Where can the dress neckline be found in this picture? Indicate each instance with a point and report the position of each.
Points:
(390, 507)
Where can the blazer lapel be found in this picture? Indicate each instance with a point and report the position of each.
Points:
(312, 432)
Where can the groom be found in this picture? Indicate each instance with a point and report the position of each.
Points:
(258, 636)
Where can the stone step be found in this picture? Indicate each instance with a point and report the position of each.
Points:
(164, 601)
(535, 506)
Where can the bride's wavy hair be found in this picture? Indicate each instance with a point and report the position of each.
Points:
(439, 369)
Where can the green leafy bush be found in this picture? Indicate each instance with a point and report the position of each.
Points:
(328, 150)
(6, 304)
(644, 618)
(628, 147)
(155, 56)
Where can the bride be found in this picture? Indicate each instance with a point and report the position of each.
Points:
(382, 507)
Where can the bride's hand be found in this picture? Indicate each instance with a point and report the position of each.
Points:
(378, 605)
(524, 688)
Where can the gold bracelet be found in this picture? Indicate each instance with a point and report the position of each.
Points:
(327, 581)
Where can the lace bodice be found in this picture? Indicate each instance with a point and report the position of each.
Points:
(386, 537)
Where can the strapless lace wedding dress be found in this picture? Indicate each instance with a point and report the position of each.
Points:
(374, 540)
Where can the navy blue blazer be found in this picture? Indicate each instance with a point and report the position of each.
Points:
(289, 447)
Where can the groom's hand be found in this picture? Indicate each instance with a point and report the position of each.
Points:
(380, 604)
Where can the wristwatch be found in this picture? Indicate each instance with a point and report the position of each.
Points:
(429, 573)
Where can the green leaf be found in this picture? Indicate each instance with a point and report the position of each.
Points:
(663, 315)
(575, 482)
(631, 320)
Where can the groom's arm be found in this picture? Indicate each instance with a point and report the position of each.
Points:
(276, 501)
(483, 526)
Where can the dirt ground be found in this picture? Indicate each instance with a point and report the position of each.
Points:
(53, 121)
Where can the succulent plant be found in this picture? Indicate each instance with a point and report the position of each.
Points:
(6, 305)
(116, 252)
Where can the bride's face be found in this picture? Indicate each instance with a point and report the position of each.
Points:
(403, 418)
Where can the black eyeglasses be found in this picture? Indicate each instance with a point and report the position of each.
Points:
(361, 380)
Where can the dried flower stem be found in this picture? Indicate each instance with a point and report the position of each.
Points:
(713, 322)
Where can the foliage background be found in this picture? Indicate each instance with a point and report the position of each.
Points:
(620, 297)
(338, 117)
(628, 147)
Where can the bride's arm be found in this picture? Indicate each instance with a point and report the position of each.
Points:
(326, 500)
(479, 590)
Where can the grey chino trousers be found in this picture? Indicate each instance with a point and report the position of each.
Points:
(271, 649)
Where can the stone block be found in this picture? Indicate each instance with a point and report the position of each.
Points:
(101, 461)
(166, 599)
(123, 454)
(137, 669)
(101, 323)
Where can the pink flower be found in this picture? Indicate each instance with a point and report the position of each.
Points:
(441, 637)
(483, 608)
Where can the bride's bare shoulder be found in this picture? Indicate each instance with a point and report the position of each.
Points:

__WHAT THE EXERCISE ASKS__:
Look through the entries for lines containing the word "lace" and return each one.

__YOUR RESPONSE__:
Where can the lace bodice be found in this picture? Indicate each instance with a point and report the position of each.
Where can the strapless lace wedding dress be found in this picture? Indicate each instance with a point and report the position of each.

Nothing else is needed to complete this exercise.